## Passage shown:
———

Troubleshooting Alarms

Use troubleshooting information to identify and address common issues that can occur while working with alarms in Monitoring.

Before troubleshooting, ensure that you understand how alarms are evaluated. See Illustration of Alarm Evaluation.

Alarm Doesn't Fire

The alarm met the condition for firing, but it didn't fire. For example, a compute instance went down.

Cause: Long trigger delay

The alarm expression didn't evaluate to true for consecutive minutes in the trigger delay period.

The following image of an alarm's metric chart includes a shaded area to indicate the trigger delay period. In this example, the alarm summary shown on the alarm details page is Alarm fires when the Mean of CpuUtilization is greater than the threshold value of 80, with a trigger delay of 10 minutes. The trigger delay starts at 1:30 (when the threshold is exceeded) and ends at 1:40. The alarm expression evaluates to true at 1:30, then evaluates to false at 1:32. This true evaluation doesn't continue for the full ten-minute trigger delay period, so the alarm doesn't fire.


Trigger delay superimposed on an alarm metric chart.

To view the metric chart for an alarm, get its history.

For more information about how alarms are evaluated, see Illustration of Alarm Evaluation.

Remedy: Shorten the trigger delay

If the trigger delay is too long, and you want the alarm to fire immediately after breaching the threshold, then update the alarm to use a shorter trigger delay. For example, set the trigger delay to one minute. See Defining the Trigger Delay for an Alarm and Monitoring Query Language (MQL) Reference.

Cause: Interval is shorter than the emission frequency

The alarm expression evaluated to true, causing the alarm to fire, but at the next interval, even though the last data point exceeded threshold, the alarm cleared. The alarm cleared because the interval is shorter than the frequency of emission for the selected metric.

The following image of an alarm's metric chart shows hourly data points for the selected metric, StoredBytes, from the oci_object_storage metric namespace. The alarm query is StoredBytes[1m].sum() > 800000000, which specifies a one-minute interval. This interval is shorter than the metric's emission frequency, which is one hour. (The frequency is documented at Object Storage Metrics.)


Alarm metric chart for a metric with an hourly emission frequency.

In this example, the alarm fires at 3:00 and clears at 3:01. If the interval had been set to one hour, then the alarm expression would continue evaluating to true, and alarm would continue firing, until 4:00.

———

## Data lines:
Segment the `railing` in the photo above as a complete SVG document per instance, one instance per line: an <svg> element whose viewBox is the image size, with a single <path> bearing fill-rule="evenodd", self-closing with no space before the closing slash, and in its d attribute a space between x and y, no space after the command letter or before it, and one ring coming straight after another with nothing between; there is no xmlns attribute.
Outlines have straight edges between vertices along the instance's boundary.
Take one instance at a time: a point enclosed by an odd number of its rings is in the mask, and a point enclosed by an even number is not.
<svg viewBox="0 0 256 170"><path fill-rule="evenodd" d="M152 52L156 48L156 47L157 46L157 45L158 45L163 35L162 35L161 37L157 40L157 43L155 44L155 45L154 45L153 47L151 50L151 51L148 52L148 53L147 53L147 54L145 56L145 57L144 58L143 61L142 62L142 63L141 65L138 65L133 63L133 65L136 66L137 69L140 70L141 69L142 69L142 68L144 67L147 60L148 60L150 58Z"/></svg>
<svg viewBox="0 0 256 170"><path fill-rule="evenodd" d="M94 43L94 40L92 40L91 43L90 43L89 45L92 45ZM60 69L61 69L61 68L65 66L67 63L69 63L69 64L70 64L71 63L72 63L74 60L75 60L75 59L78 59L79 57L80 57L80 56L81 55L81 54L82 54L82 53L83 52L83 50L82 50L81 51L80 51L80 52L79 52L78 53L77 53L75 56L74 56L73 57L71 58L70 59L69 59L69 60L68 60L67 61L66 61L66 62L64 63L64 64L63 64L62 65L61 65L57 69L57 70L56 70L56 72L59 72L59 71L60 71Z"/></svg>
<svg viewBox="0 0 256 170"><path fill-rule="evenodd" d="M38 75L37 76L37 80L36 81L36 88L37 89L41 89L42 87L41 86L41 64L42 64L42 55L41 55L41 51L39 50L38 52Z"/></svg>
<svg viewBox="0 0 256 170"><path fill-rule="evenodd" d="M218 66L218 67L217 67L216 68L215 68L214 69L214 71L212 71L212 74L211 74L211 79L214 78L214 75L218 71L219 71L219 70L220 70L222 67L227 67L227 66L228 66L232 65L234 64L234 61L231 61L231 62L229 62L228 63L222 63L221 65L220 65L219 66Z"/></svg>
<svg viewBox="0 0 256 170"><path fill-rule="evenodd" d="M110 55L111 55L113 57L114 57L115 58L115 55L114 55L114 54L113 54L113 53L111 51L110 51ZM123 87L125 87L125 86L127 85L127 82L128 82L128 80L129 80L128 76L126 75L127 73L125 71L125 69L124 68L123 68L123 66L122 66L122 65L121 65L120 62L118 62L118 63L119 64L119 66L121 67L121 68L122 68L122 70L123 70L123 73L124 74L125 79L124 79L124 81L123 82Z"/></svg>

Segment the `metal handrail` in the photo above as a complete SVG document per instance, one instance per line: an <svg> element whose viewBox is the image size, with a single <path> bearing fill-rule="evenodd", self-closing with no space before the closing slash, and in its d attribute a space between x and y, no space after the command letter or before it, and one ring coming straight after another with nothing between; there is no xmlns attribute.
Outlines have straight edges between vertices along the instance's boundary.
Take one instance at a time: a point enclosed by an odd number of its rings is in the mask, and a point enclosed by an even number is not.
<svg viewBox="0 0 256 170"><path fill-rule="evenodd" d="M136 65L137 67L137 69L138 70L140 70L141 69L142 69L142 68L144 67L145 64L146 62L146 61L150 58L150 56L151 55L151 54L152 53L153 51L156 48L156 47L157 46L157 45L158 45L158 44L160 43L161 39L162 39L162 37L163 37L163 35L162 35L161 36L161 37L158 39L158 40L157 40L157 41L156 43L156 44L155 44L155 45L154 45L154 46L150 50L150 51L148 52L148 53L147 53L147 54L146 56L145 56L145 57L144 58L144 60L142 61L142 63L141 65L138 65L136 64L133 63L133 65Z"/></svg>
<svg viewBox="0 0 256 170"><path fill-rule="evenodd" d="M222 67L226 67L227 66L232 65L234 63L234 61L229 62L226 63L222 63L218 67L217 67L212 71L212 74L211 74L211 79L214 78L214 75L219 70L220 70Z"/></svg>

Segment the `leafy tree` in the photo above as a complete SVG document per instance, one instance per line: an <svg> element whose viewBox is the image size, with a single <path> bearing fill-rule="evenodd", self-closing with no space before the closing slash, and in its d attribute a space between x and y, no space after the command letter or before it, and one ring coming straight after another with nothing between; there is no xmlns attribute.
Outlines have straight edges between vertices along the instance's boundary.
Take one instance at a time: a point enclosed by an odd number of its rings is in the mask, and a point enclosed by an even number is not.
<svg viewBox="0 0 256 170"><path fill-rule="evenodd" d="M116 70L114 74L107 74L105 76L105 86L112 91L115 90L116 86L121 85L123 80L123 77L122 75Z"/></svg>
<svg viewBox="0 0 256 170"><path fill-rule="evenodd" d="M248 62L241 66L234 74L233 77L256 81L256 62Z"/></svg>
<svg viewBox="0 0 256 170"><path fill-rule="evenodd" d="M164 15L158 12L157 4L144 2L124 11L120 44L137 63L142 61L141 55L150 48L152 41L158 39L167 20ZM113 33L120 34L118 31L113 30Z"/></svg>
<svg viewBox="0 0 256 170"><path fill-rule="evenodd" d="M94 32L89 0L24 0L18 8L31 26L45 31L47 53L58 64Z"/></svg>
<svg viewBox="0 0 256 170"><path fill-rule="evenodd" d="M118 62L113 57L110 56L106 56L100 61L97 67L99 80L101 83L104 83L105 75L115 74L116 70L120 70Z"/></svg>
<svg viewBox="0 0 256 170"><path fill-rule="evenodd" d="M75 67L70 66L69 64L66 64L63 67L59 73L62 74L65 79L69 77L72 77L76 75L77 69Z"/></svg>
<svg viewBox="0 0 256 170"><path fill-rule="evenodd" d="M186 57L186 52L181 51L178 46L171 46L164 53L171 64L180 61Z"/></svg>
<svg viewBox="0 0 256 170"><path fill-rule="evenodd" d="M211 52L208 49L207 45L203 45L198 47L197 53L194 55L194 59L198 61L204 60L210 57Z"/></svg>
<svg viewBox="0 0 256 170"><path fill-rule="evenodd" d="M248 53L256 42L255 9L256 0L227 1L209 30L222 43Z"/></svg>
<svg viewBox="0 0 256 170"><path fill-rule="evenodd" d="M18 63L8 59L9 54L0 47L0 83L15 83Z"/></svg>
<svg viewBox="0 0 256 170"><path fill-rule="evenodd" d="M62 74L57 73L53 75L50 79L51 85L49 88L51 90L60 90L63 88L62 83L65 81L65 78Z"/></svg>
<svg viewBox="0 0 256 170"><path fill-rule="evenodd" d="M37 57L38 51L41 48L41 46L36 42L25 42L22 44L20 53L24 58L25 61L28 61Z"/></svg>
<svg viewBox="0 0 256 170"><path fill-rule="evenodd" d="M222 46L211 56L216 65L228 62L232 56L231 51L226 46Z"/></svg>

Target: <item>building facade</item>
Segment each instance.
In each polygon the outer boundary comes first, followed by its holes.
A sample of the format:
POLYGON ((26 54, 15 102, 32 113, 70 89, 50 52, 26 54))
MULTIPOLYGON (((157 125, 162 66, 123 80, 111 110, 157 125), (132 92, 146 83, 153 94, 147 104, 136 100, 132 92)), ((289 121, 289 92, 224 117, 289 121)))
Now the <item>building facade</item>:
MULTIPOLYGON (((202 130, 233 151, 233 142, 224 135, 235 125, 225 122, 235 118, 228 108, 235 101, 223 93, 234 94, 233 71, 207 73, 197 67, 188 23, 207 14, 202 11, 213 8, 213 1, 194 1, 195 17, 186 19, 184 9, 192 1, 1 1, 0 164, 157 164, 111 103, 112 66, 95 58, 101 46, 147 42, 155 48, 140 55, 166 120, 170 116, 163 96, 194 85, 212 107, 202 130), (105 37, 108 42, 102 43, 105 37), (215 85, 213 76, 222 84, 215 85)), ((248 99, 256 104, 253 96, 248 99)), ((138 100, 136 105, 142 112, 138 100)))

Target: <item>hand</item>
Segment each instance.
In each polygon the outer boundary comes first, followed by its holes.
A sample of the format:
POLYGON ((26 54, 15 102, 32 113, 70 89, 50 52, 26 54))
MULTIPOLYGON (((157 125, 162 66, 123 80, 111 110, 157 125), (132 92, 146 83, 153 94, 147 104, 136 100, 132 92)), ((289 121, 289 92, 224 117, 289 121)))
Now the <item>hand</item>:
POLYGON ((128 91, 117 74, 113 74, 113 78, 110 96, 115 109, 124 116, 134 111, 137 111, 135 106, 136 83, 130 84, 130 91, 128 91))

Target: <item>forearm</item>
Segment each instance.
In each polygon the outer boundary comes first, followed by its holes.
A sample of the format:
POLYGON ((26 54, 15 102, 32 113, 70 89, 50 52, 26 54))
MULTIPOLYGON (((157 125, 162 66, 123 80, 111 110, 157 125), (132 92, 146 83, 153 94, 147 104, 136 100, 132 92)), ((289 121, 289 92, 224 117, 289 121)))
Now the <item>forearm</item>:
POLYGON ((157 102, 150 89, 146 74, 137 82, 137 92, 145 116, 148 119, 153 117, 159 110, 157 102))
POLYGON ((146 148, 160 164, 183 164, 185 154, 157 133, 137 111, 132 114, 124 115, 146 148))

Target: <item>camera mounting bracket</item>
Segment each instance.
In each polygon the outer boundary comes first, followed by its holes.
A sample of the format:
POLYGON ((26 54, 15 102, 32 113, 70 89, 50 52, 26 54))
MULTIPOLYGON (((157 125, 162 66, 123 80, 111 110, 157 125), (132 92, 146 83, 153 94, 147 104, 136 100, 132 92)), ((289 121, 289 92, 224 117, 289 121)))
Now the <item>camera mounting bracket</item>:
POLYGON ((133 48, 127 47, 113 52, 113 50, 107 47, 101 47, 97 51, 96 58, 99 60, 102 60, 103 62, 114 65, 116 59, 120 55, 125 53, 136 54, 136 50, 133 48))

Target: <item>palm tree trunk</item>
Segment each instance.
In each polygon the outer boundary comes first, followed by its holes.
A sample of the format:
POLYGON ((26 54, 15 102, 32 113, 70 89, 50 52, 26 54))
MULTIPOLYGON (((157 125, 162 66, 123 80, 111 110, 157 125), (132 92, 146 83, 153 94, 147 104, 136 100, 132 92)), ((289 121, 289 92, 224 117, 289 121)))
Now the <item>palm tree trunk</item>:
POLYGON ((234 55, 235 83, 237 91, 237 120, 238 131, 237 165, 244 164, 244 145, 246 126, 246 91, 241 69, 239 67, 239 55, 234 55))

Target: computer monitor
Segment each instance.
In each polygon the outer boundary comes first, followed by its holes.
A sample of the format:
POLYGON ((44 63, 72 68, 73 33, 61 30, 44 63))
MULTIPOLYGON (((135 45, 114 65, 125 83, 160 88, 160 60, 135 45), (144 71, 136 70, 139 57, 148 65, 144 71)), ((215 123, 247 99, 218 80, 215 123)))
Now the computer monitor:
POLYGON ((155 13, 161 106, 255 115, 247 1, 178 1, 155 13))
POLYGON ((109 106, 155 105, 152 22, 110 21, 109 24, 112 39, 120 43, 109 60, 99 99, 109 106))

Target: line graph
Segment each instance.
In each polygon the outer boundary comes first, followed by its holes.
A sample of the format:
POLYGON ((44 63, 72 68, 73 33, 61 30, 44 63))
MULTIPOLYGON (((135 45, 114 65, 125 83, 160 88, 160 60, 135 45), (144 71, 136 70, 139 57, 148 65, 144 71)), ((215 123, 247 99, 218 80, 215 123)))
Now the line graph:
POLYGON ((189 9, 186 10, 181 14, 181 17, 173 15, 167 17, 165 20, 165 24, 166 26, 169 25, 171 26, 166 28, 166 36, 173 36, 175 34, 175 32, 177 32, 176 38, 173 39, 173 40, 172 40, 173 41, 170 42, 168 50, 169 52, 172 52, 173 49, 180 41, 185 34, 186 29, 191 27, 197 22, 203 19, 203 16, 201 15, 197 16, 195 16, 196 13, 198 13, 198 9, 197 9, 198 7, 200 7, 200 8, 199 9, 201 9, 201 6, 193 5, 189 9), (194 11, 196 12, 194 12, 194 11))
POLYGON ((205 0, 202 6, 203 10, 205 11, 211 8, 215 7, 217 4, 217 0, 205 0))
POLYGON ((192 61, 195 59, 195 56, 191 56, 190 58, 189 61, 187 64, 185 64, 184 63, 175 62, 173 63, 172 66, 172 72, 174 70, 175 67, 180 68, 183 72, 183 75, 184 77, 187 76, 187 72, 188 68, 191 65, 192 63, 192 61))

———

## Tasks to complete:
A. In the listing, from the line with "Target: <item>building facade</item>" to the line with "Now the <item>building", substitute "exterior ring" for "outer boundary" and give those lines back with nothing else changed.
B. Pick up the alarm troubleshooting guide after its last sentence and write the next part.
The alarm troubleshooting guide and the listing are unrelated to each other.

## Solved tasks:
A.
Target: <item>building facade</item>
Segment each instance.
In each polygon the exterior ring comes first, followed by its holes.
A sample of the format:
POLYGON ((26 54, 15 102, 32 113, 70 89, 50 52, 26 54))
MULTIPOLYGON (((157 125, 162 66, 123 80, 111 110, 157 125), (132 92, 146 83, 153 94, 147 104, 136 100, 132 92)), ((289 121, 289 92, 224 117, 289 121)))
Now the <item>building facade</item>:

B.
To view the metric chart for an alarm, get its history.

For more information about how alarms are evaluated, see Illustration of Alarm Evaluation.

Remedy: Increase the interval

If you want the alarm to fire, then update the alarm interval to be the same or longer than the metric's emission frequency. For example, for the StoredBytes metric, update the alarm interval to at least one hour, if you want the alarm to fire at 3:01 and continue firing until 4:00 in the previous example. See Selecting the Interval for an Alarm Query and Monitoring Query Language (MQL) Reference.

Cause: Wrong dimensions

The alarm expression didn't evaluate to true when a resource met the condition defined in the alarm because the resource was filtered out using dimensions.

For example, consider an alarm with dimensions selected for availability domain 1. The resource that met the condition is in availability domain 2. Alarm evaluation considers only resources that match the specified dimensions.

Remedy: Update dimensions

Either remove the dimensions, or update them to include the resource. See Selecting Dimensions for an Alarm Query.

Cause: Wrong query

Common examples:

  • The alarm query might specify the metric MemoryUtilization when you meant to select CpuUtilization.
  • The alarm query might specify the statistic mean() when instead you want the alarm to monitor the sum of data points in an interval (sum()).

To check the query for an alarm, get its details.

For information about query elements, see Monitoring Query Language (MQL) Reference. For more information about how alarms are evaluated, see Illustration of Alarm Evaluation.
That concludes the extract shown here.